[Records from a dataset]
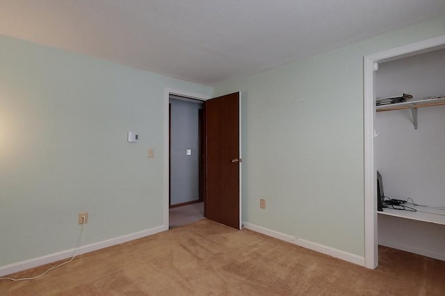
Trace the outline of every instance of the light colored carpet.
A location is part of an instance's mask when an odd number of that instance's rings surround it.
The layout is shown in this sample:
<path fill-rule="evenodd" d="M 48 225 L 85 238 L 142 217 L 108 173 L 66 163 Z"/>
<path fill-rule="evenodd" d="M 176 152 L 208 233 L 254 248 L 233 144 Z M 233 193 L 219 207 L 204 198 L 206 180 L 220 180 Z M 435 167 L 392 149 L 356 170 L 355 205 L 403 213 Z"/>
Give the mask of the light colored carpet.
<path fill-rule="evenodd" d="M 83 254 L 39 279 L 0 281 L 0 295 L 444 295 L 445 261 L 386 247 L 380 257 L 371 270 L 202 220 Z"/>
<path fill-rule="evenodd" d="M 170 228 L 186 225 L 204 219 L 204 202 L 172 208 L 169 211 Z"/>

**Problem to solve**
Lay out every line of the items above as a Markdown table with the columns "Row" and "Line," numbering the rows and skipping any blank lines. Leave the pictures out.

**Response to this task**
| Row | Line |
|---|---|
| 1 | Trace the outline of every instance of the light colored carpet. |
| 2 | A location is part of an instance's mask when an odd number of that instance's rings surround it. |
| 3 | The layout is shown in this sample: |
| 4 | <path fill-rule="evenodd" d="M 48 225 L 85 238 L 142 217 L 108 173 L 66 163 Z"/> |
| 5 | <path fill-rule="evenodd" d="M 176 152 L 208 233 L 254 248 L 233 144 Z M 233 193 L 219 207 L 204 198 L 206 180 L 220 180 Z M 435 167 L 392 149 L 356 170 L 355 205 L 403 213 Z"/> |
| 6 | Give the mask of the light colored carpet. |
| 7 | <path fill-rule="evenodd" d="M 83 254 L 39 279 L 0 281 L 0 295 L 444 295 L 445 261 L 386 247 L 380 257 L 371 270 L 202 220 Z"/> |
| 8 | <path fill-rule="evenodd" d="M 170 228 L 186 225 L 204 219 L 204 202 L 172 208 L 169 211 Z"/> |